-- start of Records for this exercise --

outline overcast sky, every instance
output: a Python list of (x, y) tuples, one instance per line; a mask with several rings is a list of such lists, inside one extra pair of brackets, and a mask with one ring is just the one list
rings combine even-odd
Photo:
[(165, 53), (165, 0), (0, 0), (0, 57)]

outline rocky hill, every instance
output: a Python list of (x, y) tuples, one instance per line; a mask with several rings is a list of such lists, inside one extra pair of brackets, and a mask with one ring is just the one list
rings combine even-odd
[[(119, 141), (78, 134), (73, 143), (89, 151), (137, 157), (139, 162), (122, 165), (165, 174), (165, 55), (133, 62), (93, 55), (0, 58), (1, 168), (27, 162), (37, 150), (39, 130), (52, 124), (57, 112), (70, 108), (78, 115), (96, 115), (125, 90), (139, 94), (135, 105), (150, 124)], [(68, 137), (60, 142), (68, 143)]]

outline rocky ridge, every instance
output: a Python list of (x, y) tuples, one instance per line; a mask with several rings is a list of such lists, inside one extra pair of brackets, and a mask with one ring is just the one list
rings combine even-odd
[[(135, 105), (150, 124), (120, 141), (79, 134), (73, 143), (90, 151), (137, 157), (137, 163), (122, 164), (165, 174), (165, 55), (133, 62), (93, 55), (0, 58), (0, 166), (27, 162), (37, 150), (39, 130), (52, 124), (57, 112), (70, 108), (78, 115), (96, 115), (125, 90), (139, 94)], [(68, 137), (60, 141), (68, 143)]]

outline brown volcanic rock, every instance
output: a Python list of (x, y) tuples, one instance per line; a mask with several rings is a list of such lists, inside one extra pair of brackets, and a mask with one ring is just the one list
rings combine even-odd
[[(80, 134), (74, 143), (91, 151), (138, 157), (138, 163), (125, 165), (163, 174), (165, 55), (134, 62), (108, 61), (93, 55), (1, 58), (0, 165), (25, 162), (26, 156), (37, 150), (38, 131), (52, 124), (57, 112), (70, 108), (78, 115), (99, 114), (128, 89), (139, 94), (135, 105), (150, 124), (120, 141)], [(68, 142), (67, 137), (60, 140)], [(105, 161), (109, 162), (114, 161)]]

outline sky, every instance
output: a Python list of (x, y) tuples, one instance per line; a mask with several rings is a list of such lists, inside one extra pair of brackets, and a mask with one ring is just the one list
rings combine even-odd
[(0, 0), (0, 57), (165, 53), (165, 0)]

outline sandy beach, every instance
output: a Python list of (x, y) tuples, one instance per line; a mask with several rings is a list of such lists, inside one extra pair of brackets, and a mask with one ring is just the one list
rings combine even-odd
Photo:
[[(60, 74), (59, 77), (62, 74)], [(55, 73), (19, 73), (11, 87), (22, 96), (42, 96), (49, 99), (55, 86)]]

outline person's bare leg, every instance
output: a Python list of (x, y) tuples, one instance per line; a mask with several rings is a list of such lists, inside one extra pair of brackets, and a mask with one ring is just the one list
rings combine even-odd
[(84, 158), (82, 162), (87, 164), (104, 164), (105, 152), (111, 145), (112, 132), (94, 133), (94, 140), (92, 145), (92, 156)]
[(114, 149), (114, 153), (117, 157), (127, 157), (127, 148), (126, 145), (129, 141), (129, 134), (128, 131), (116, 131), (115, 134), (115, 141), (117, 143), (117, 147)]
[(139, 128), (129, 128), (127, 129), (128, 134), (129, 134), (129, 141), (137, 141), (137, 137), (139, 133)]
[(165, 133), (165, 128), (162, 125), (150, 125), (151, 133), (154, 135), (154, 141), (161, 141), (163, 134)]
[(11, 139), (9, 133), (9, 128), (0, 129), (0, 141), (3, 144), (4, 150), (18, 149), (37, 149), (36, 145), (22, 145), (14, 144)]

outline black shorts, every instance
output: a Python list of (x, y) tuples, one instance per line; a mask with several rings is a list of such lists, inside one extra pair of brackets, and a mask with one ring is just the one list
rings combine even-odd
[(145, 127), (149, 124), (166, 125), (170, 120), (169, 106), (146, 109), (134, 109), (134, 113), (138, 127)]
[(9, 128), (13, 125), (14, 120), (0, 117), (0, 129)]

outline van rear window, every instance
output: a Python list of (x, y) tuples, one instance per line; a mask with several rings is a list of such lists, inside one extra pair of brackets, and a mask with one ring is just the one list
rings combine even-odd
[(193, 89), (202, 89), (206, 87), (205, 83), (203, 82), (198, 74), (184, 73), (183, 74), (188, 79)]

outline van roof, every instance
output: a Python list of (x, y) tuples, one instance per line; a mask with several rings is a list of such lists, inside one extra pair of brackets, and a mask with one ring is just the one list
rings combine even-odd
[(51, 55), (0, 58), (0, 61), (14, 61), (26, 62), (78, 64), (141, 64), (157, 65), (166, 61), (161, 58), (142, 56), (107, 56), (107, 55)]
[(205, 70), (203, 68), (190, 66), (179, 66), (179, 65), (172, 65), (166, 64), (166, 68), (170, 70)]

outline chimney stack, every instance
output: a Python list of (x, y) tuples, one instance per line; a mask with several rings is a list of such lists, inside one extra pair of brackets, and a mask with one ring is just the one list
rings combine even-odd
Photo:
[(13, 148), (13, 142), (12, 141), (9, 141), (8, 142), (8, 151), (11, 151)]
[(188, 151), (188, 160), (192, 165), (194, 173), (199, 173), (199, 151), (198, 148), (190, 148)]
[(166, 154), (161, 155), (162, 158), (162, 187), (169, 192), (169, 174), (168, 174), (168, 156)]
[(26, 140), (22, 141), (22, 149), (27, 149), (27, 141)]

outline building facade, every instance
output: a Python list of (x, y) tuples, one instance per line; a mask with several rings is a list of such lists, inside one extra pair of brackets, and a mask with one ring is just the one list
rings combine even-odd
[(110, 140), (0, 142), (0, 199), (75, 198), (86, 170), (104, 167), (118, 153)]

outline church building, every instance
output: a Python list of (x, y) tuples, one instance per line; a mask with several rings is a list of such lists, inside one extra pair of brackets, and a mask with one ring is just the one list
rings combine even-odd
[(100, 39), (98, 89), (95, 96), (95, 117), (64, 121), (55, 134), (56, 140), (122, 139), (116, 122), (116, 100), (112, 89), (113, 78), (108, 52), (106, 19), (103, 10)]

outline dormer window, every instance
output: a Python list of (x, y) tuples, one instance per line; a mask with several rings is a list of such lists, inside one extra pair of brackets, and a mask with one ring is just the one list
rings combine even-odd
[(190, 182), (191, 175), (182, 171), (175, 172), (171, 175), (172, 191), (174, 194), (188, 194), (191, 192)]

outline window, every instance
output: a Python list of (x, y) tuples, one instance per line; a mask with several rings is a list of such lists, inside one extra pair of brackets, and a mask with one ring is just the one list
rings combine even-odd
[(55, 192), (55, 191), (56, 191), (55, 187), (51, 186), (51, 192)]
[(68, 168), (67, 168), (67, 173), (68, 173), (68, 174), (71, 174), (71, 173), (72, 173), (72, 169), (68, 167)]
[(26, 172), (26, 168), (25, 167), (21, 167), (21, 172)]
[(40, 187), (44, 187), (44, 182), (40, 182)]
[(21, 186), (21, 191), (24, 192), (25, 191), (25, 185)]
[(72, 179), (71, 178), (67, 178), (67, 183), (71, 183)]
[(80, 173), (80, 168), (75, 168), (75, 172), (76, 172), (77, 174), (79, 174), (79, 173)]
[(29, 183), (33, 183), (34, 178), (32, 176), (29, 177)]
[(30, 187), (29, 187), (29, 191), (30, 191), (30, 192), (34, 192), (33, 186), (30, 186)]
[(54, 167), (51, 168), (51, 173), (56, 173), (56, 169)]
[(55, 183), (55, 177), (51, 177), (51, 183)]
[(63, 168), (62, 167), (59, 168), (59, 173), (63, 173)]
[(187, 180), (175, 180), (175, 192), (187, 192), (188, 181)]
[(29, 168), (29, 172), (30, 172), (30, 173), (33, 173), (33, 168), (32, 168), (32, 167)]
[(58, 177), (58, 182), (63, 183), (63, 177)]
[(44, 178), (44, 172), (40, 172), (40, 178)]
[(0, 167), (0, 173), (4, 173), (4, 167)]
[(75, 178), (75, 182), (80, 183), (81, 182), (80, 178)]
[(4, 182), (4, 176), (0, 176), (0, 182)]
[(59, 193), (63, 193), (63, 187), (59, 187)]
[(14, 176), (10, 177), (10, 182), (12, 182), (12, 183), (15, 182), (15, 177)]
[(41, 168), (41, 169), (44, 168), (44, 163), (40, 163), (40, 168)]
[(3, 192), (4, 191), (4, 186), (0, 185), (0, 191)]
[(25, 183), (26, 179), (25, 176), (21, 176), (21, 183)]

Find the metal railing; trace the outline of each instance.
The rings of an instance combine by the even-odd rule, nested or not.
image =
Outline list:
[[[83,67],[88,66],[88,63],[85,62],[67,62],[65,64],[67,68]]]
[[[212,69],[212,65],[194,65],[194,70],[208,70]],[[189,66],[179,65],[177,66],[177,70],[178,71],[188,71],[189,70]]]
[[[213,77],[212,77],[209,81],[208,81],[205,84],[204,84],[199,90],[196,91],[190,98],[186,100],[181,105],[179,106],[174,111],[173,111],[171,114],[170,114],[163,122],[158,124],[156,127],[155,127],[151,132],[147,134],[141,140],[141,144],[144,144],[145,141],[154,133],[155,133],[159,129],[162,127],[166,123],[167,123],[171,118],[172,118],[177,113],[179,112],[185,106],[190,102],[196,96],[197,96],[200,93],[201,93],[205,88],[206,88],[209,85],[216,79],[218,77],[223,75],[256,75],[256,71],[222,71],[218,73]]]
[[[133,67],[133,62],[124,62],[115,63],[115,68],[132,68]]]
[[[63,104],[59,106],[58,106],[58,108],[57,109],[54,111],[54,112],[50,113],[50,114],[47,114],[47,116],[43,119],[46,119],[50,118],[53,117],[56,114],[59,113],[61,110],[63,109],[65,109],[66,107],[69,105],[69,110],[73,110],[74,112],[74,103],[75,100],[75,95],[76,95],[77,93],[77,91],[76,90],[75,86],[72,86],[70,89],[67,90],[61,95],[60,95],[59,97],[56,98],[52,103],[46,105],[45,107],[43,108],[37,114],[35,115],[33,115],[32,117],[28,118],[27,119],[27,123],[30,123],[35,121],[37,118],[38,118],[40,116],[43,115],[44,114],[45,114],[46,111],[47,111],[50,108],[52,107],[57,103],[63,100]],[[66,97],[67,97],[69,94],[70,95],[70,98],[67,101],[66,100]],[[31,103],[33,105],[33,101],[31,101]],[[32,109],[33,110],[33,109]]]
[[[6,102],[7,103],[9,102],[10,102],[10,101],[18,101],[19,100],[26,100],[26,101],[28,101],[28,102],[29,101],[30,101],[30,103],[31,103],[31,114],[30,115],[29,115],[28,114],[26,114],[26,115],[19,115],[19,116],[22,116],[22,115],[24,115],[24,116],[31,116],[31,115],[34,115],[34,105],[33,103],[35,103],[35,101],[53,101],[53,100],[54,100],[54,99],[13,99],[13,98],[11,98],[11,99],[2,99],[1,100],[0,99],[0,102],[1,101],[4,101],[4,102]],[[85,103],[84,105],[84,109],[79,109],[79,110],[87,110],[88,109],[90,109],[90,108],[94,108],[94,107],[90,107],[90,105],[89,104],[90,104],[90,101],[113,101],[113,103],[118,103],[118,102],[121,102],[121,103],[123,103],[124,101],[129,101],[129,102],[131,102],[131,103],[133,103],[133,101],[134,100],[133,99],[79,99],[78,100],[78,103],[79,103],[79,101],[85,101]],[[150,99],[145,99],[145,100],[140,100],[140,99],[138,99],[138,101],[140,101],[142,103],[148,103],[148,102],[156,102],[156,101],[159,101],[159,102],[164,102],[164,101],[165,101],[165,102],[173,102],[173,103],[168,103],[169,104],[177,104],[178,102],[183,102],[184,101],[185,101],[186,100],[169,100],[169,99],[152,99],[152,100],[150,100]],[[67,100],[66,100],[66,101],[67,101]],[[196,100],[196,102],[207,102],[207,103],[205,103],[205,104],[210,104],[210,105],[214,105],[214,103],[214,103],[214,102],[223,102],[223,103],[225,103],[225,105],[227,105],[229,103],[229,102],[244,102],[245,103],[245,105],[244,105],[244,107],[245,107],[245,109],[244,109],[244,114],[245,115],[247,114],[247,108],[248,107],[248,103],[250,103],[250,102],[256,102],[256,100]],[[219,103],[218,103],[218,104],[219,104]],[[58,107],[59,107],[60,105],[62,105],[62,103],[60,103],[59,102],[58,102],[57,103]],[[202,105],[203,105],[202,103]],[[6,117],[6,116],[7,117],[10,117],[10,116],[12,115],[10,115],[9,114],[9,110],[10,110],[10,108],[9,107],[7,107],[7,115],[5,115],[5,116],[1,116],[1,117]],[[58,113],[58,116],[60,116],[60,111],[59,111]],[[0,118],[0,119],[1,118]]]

-- end of Records for this exercise --

=== Set exercise ===
Copy, character for character, the lines from the one containing "outline window, every instance" up to and including the one containing "186), (51, 192)]".

=== Solution ===
outline window, every instance
output: a Python list of (x, y) tuples, one instance per line; a mask with several rings is a list of such lists, inside one extra pair of brackets, and a mask with one ring is just the one list
rings combine even-odd
[(55, 192), (55, 191), (56, 191), (55, 187), (51, 186), (51, 192)]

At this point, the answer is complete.